**Data rows:**
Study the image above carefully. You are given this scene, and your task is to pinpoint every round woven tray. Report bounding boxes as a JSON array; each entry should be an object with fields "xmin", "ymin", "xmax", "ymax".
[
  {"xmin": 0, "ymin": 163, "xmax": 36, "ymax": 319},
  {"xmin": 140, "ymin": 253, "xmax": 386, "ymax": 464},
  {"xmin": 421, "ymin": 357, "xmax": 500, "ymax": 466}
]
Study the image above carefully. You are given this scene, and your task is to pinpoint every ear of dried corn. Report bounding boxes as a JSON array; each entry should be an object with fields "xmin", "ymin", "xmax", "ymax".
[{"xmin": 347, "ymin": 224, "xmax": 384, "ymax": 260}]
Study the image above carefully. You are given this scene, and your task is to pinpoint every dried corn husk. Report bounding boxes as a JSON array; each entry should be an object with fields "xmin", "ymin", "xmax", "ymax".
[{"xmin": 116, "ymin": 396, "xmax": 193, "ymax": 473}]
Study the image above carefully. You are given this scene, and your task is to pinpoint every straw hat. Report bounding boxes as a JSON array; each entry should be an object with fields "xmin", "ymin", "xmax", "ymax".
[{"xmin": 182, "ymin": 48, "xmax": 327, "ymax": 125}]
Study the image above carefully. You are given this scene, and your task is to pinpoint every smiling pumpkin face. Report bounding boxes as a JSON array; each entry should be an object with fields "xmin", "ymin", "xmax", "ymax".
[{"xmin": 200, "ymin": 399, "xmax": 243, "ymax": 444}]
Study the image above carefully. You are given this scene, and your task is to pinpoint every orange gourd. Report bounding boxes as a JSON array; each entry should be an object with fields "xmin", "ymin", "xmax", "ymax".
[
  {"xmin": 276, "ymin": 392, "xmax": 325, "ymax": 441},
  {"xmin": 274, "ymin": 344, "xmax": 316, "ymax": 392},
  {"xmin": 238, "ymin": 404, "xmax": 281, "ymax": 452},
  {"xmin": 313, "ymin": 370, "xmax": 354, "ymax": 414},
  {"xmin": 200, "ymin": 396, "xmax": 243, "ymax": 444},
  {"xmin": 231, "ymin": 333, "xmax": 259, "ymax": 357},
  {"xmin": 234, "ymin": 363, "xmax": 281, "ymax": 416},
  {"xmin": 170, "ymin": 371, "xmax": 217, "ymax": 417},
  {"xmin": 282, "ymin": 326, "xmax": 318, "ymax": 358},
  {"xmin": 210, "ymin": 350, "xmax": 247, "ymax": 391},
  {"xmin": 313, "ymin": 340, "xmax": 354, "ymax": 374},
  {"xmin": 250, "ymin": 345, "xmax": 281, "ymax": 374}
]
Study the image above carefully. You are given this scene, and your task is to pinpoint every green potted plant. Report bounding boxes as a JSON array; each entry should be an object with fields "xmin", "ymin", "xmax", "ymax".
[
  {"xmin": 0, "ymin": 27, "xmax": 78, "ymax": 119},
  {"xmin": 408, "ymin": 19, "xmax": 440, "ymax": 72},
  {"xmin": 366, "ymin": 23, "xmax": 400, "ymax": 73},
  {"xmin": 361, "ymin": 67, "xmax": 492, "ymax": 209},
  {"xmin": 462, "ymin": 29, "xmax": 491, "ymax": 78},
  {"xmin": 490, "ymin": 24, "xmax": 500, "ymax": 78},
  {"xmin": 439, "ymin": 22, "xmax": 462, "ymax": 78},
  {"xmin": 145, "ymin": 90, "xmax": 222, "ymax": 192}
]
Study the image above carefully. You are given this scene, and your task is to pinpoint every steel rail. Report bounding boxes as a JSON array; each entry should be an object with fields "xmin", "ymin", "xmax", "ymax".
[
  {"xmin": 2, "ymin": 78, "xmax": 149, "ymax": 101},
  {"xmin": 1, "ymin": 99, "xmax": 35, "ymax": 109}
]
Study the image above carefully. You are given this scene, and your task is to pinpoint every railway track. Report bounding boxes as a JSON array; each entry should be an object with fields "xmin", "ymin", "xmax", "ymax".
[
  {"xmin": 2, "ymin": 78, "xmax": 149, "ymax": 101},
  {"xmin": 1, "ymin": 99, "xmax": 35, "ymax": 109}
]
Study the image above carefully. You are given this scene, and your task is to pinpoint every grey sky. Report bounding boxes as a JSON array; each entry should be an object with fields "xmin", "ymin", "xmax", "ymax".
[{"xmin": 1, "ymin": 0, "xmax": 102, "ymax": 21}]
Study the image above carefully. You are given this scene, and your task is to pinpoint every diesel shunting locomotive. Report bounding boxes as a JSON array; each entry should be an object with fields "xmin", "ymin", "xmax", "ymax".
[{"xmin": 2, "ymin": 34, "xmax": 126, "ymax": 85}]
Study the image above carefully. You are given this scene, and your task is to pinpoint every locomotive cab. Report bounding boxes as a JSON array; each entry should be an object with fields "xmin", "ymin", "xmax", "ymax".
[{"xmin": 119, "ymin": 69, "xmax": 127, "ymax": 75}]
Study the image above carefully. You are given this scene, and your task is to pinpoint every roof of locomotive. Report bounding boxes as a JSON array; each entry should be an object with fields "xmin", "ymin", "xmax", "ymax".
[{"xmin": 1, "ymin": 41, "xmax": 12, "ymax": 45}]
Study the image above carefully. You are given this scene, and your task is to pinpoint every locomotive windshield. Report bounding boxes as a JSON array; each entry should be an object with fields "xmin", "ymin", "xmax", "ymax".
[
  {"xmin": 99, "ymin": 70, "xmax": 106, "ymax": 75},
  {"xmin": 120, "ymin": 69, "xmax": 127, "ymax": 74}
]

**Work instructions:** Copy out every line above that contains the word "locomotive". Case counts.

**Result of the exercise:**
Study the image above carefully. You are given this scene, and your task is to pinpoint every diesel shunting locomotive. Report bounding boxes as a JSON array; each entry should be an object with fields "xmin", "ymin", "xmax", "ymax".
Study the image above carefully. You are given this scene, and your task is to pinpoint every locomotive cab. Report bounding boxes as a JSON array; each entry should be an object with fields "xmin", "ymin", "xmax", "ymax".
Study the image above carefully. You are given this scene, and your task is to pinpoint every roof of locomotive. Report bounding boxes as a JSON array; each entry should be an object with fields "xmin", "ymin", "xmax", "ymax".
Study the image above carefully. You are given this scene, and your task is to pinpoint every locomotive windshield. Report bounding boxes as a JSON array; each entry should be an object with fields "xmin", "ymin", "xmax", "ymax".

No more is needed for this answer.